Bruxelles, capitale créative

1 avril 2019 par
BECI Community

Mode, design, BD, cinéma, littérature, street art… Bruxelles regorge de talents artistiques. D’où vient toute cette créativité ? Est-elle dans l’air bruxellois ? Que doit-elle à l’enseignement ? Aux mécanismes des pouvoirs publics ? Ou à l’action entrepreneuriale ? Et pourquoi tant d’artistes étrangers choisissent-ils Bruxelles comme terrain de jeu ?  

Capitale et carrefour de l’Europe, au cœur d’une Belgique elle-même multiple, ville cosmopolite, polyglotte et haute en couleurs, Bruxelles se présente comme un lieu où l’on peut tout tester, tout expérimenter. À Bruxelles, il n’y a ni normes, ni frontières : un terrain de jeu magnifique.  

« Par rapport à d’autres grandes capitales, Bruxelles est une ville où de nombreux projets n’ont pas encore été imaginés, réalisés, construits », commente Alexandra Lambert, directrice du MAD. « Dès lors que l’on a une idée créative, on a souvent un boulevard devant soi pour la mettre en œuvre. Je l’ai moi-même expérimenté en créant le centre du design et de la mode, véritable laboratoire au service des enjeux urbains. » 

« La Belgique est un pays un peu à part », confirme Laurent Gross, directeur de l’Insas. « Nous sommes un pays mixte et Bruxelles est une ville frontière où plusieurs communautés se côtoient. Par rapport à la France, par exemple, nous avons une structure d’État moins forte et moins centralisée. Tout cela crée une diversité d’approche de l’art. Ainsi, quand on parle du cinéma belge, on parle d’un cinéma qui s’est construit non pas sur une industrie mais sur une base extrêmement artisanale, avec peu de moyens, pour devenir ce qu’il est aujourd’hui. Il n’y a pas de canon culturel auquel tout le monde doit se conformer. »

┄┄┄┄┄┄┄┄┄┄

Reprenez mot pour mot, s'il vous plaît, le passage du texte sur la créativité bruxelloise qui s'ouvre sur les mots contenant « Bruxelles, capitale créative » et se clôt sur « terrain de jeu ? ». Les entrées proviennent d'une autre source que le texte.

┄┄┄┄┄┄┄┄┄┄

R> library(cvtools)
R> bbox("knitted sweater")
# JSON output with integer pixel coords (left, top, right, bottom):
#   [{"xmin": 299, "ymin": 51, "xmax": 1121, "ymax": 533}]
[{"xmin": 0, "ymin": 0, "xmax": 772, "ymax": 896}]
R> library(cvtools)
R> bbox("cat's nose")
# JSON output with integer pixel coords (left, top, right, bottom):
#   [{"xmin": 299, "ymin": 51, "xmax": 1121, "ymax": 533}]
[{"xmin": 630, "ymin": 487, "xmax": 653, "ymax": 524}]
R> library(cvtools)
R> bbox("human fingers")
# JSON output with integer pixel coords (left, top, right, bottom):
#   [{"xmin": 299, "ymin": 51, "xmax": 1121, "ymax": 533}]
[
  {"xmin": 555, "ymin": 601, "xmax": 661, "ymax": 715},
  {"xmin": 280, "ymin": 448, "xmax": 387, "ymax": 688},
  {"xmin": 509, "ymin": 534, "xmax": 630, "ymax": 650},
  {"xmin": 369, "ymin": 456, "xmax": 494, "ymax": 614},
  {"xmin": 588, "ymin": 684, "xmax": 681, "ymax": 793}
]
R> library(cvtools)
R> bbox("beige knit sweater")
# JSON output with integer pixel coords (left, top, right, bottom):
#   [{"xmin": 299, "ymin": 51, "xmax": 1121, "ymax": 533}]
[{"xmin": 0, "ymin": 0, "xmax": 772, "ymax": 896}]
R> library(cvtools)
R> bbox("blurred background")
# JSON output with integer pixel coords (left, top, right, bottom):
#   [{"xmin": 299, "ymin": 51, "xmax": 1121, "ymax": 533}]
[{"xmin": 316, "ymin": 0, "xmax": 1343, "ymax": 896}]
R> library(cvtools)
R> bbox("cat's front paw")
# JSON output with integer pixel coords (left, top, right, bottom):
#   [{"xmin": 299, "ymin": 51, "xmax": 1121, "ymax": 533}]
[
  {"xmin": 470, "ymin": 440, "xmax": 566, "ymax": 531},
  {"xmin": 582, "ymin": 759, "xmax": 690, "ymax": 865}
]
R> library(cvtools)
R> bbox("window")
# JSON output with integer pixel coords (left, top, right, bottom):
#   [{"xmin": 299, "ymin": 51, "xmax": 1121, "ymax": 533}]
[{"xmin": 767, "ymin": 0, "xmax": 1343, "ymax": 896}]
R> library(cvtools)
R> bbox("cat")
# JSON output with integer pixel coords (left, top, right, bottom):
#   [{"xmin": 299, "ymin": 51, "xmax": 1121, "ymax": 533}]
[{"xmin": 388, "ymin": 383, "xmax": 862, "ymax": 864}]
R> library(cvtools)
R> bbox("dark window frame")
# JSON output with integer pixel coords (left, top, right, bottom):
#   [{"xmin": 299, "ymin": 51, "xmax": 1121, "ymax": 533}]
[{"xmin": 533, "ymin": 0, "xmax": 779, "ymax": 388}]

┄┄┄┄┄┄┄┄┄┄

• **Solution**:
Bruxelles, capitale créative

1 avril 2019 par
BECI Community

Mode, design, BD, cinéma, littérature, street art… Bruxelles regorge de talents artistiques. D’où vient toute cette créativité ? Est-elle dans l’air bruxellois ? Que doit-elle à l’enseignement ? Aux mécanismes des pouvoirs publics ? Ou à l’action entrepreneuriale ? Et pourquoi tant d’artistes étrangers choisissent-ils Bruxelles comme terrain de jeu ?